## Seu objetivo
Por favor, copie fielmente a parte do texto sobre homofobia que vai de "Luis Soares Luis" até "próprios pés chatos.".

=== Trecho fornecido ===

Luis Soares
Colunista
Homofobia 01/Fev/2013 às 14:45 COMENTÁRIOS
Homofobia

A estranha obsessão pelo que os gays fazem na cama

Luis Soares Luis Soares
Publicado em 01 Fev, 2013 às 14h45

Por que essa obsessão pelo que os gays fazem na cama? Muitos homófobos, que fazem uma grande exibição de repulsa diante das “práticas desnaturadas”, escondem sua culpa atrás de sua fúria

As discussões sobre a emancipação homossexual nos ensinaram, no mínimo, que o pênis ocupa um grande espaço na imaginação conservadora. Como a torre escura de Mordor, ele paira sobre tudo o mais, preenchendo a mente e obstruindo a luz. Os que tentam fingir que não, sempre tropeçam em seus próprios pés chatos.

Não é verdade que nós “só pensamos em sexo”, protestou a jornalista católica Melanie McDonagh em The Spectator. Sem corar, ela se dedicou a demonstrar que quase não conseguia pensar em outra coisa. A sociedade deveria tolerar homens e mulheres cuja atração pelo próprio sexo não é expressa em relações sexuais, ela explicou, ao iniciar uma discussão sobre os pintos dos vigários. Se um vigário usar seu pênis para fazer sexo “sem o objetivo de procriação”, porém, ele deve deixar a Igreja. Sua obsessão pública pelo que as pessoas educadas antigamente chamavam de “partes privadas” importaria menos se não fosse compartilhada por todas as religiões e por muitos membros da imprensa conservadora e do partido Tory.

=== Registros fornecidos ===

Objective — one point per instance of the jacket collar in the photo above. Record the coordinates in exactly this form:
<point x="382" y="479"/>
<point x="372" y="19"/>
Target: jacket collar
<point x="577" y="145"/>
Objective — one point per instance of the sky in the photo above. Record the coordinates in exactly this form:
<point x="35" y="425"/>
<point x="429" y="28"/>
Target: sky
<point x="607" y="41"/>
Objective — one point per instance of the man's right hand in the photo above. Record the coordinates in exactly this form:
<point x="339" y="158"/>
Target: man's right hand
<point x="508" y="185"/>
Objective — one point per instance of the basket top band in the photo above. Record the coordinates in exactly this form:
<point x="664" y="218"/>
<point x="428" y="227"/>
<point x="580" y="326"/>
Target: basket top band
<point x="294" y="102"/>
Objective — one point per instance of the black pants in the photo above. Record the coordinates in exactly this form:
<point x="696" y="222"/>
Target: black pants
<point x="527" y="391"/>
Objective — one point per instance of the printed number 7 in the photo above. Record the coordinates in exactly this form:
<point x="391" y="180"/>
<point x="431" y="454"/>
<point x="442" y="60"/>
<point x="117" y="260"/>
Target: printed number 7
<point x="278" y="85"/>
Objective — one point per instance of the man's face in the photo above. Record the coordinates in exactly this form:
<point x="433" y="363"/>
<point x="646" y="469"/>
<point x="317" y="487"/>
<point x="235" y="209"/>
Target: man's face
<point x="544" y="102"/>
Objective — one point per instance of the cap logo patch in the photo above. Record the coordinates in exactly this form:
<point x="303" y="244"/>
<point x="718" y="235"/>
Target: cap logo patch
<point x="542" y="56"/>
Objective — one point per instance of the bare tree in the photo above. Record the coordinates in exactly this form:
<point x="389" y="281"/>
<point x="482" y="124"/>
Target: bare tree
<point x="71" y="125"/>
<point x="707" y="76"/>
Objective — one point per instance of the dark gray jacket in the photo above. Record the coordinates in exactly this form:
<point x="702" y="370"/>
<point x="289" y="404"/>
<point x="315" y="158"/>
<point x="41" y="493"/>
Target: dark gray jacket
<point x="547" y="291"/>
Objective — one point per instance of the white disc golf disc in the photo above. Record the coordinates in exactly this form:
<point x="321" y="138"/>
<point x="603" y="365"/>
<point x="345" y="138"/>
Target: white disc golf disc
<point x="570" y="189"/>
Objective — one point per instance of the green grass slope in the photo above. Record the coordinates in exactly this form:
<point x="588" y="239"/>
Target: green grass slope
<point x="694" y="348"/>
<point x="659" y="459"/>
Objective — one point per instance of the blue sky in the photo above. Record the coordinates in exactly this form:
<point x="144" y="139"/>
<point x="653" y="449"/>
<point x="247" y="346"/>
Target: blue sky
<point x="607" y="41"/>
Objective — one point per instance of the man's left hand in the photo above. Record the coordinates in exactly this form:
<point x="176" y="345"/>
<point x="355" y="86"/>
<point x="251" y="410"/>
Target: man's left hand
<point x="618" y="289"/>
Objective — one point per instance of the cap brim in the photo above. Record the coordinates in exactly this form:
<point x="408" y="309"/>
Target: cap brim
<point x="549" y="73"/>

===

## Resultado do exercício
Luis Soares Luis Soares
Publicado em 01 Fev, 2013 às 14h45

Por que essa obsessão pelo que os gays fazem na cama? Muitos homófobos, que fazem uma grande exibição de repulsa diante das “práticas desnaturadas”, escondem sua culpa atrás de sua fúria

As discussões sobre a emancipação homossexual nos ensinaram, no mínimo, que o pênis ocupa um grande espaço na imaginação conservadora. Como a torre escura de Mordor, ele paira sobre tudo o mais, preenchendo a mente e obstruindo a luz. Os que tentam fingir que não, sempre tropeçam em seus próprios pés chatos.